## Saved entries
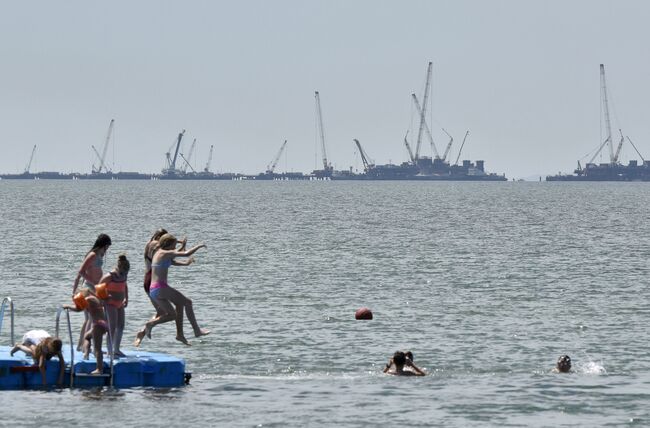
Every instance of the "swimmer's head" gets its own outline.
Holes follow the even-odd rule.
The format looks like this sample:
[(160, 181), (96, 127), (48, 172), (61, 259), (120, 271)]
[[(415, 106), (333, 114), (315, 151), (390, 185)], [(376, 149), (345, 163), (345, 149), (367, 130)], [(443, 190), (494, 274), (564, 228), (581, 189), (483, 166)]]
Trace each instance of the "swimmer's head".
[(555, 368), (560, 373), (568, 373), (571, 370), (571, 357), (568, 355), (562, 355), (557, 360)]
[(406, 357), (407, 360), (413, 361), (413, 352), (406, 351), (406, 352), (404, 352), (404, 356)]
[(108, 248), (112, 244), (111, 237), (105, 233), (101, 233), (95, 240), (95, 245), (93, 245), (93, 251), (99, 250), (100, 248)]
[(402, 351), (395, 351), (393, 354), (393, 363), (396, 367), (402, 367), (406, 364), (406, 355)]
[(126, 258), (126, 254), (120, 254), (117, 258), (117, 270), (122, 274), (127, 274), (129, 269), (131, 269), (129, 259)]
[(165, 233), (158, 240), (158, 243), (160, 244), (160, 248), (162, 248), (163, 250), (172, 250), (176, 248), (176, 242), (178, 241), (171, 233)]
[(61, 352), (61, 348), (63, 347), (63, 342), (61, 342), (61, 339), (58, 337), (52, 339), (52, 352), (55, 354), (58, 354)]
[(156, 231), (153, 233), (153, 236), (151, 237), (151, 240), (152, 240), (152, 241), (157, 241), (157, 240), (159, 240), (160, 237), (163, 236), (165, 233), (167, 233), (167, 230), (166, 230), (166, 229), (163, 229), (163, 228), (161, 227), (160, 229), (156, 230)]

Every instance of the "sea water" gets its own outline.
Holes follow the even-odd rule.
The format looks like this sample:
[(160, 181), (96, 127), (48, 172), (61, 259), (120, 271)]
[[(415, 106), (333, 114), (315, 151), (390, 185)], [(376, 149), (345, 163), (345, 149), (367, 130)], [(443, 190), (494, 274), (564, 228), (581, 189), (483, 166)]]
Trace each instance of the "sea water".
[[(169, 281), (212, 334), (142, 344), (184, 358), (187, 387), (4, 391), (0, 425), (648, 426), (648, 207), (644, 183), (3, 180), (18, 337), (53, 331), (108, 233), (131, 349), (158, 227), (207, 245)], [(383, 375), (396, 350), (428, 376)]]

...

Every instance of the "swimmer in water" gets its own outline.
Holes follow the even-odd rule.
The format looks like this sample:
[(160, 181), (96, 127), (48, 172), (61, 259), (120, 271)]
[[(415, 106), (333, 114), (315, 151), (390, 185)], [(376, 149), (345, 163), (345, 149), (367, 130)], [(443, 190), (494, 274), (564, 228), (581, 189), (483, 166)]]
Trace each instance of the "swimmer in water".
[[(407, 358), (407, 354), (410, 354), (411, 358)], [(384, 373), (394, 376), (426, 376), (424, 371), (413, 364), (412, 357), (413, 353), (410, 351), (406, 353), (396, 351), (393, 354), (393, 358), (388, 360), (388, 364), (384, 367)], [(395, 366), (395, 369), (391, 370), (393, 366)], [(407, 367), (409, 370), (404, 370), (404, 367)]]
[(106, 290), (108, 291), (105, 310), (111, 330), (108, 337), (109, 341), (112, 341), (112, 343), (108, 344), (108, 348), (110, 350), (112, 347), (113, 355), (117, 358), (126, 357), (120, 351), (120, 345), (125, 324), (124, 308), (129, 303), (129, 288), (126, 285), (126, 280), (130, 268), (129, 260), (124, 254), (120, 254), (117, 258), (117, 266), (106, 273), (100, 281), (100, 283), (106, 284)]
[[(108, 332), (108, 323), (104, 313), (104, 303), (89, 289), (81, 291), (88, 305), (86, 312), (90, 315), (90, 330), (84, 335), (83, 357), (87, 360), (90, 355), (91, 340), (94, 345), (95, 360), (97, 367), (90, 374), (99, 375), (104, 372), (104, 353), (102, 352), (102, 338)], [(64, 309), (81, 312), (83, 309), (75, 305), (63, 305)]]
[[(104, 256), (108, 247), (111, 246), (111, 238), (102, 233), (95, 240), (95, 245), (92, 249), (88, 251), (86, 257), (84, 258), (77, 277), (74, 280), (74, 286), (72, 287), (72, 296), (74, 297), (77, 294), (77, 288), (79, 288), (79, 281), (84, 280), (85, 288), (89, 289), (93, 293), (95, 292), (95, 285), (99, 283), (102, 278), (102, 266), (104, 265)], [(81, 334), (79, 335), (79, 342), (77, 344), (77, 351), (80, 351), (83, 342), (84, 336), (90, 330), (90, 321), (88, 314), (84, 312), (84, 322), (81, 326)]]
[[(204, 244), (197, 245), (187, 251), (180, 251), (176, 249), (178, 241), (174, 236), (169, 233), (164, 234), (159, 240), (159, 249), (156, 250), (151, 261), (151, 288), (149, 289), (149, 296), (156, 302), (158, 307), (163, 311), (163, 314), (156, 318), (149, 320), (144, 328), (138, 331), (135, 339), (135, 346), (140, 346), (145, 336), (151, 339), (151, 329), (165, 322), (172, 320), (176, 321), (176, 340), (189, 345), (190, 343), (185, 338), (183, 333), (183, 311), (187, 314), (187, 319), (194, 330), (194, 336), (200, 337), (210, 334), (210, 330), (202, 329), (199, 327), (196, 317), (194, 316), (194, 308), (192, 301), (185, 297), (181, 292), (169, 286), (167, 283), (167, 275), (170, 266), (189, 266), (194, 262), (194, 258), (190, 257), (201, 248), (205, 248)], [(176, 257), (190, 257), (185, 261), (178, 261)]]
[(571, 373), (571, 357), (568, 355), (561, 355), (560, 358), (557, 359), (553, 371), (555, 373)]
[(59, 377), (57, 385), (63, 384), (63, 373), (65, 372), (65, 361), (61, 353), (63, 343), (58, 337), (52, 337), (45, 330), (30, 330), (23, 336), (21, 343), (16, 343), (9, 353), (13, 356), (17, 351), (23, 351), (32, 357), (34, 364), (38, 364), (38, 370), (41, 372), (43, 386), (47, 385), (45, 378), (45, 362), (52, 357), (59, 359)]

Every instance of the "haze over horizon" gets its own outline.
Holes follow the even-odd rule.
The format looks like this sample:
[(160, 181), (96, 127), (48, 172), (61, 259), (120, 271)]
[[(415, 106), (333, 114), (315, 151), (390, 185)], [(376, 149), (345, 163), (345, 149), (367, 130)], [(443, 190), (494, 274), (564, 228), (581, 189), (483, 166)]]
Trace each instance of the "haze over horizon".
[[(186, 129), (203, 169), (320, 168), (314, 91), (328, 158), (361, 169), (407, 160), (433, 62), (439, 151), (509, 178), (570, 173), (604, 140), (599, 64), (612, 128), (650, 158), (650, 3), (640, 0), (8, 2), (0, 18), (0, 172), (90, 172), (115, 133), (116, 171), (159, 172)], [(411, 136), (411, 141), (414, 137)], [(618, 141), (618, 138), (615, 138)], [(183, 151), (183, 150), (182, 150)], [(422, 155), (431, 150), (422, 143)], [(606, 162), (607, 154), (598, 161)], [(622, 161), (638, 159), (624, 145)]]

...

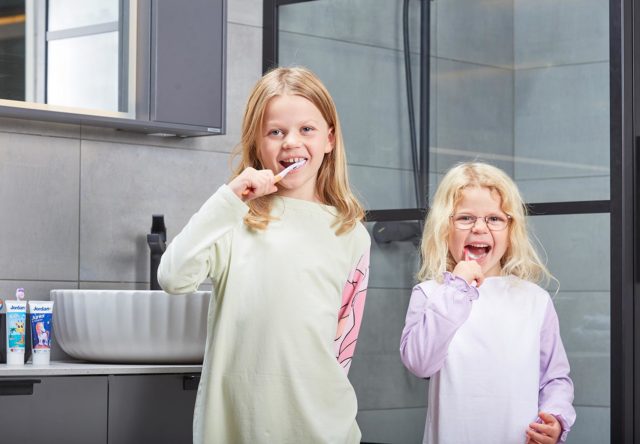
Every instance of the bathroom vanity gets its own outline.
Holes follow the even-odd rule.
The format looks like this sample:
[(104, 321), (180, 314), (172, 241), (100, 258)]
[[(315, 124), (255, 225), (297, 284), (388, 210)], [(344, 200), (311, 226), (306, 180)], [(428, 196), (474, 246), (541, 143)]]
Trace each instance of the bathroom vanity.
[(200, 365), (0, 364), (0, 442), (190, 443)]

## Action item
Copy each line above holding "Every".

## Response area
Every instance of the "swimmer's head" gets its own outline.
Every instance of the "sea water" gets its own outline.
Every instance of the "swimmer in water" gets its own outline.
Every instance of the "haze over horizon" gets its own outline.
Every instance of the bathroom vanity gets its own outline.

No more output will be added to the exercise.